**YOUR INSTRUCTIONS:**
Repeat the data exactly, so that every line matches the original.

☆ ☆ ☆ ☆ ☆

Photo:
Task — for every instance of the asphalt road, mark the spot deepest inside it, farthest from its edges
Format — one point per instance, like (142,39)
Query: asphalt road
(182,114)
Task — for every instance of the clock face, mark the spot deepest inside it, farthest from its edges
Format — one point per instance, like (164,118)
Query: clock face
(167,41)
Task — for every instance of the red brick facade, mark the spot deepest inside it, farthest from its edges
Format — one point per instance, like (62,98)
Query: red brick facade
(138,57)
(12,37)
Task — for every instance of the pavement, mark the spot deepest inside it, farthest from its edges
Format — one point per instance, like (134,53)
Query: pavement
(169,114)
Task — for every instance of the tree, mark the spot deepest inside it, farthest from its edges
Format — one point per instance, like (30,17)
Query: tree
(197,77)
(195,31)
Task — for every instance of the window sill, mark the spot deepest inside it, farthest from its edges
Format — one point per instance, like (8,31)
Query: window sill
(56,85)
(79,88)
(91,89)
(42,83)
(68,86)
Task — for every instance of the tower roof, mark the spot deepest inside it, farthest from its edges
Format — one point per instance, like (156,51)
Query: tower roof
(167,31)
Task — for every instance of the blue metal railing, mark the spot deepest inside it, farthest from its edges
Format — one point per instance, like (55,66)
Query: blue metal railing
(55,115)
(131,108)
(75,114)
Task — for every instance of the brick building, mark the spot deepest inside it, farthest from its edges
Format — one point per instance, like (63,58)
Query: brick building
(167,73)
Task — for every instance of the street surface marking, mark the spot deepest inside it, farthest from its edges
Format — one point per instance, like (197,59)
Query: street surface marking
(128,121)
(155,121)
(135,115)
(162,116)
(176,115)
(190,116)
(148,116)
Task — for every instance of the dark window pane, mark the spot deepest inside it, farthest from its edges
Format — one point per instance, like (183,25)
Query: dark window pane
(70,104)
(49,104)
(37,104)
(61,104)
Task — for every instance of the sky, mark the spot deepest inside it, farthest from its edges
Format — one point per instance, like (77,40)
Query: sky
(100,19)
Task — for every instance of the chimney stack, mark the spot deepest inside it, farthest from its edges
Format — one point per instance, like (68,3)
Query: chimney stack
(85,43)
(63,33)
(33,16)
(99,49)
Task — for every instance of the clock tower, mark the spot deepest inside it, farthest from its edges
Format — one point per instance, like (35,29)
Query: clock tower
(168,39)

☆ ☆ ☆ ☆ ☆

**WORKED SOLUTION:**
Photo:
Task — for every instance of the asphalt road, mark the spot deepest inside it, farthest from its edges
Format — one point per instance, like (142,39)
Query: asphalt road
(182,114)
Task — for every instance of the clock face, mark the spot deepest inside it, farthest from its edges
Format — one point per instance, like (164,118)
Query: clock face
(167,41)
Task — for every instance of the red brick facade, mark the spot deepest inside it, farthest from its edges
Format — one point per instance, like (62,98)
Query: red brick facade
(138,57)
(12,37)
Task — for every instance of the pavement, mark the spot deepest inside it, farthest from its edges
Format — one point per instance, like (134,53)
Query: pavement
(169,114)
Task — for every instance of the tree, mark the spot deepest inside it, farthest from its edges
Format — one point per instance, like (30,17)
Query: tree
(197,77)
(195,31)
Task — for every instance of the window sill, mark the spot deepest inside it, farthest from its edges
Format — one point per instance, like (8,31)
Query: window sill
(56,85)
(79,88)
(91,89)
(42,83)
(68,86)
Task — for every instance of the tower roof, mark the spot deepest inside it, farthest from its edges
Format — one point per instance, like (156,51)
Query: tower roof
(167,31)
Task — for every instance of the blue metal railing, mark the spot deepest inside it, farthest from its edges
Format — one point per instance, like (55,66)
Query: blue metal railing
(55,115)
(131,108)
(75,114)
Task — for every instance of the brick building, mark the spot deepest inside it, farthest from its edges
Format — one point per instance, like (63,58)
Query: brick building
(167,73)
Task — for every instance of the street surface marking, mark the spot deepest inside it, farthest from its edges
Format — one point per instance, like (197,59)
Query: street surface marking
(128,121)
(155,121)
(135,115)
(162,116)
(176,115)
(190,116)
(148,116)
Task — for every instance of the dark window pane, mark the spot deepest inside it, farthest from its edges
Format — one point per instance, like (183,25)
Query: dark window pane
(70,104)
(49,104)
(37,104)
(61,104)
Task — for every instance of the sky, mark the spot deepest inside it, farthest from its edges
Format — one point per instance, like (77,40)
Query: sky
(100,19)
Task — for every instance of the chimney stack, mark the spot deepest inside it, farthest from its edges
Format — one point per instance, like (68,3)
Query: chimney stack
(85,43)
(63,33)
(33,16)
(99,49)
Task — for every instance of the clock tower, mark the spot deepest inside it, farthest from its edges
Format — one point per instance, like (35,29)
Query: clock tower
(168,39)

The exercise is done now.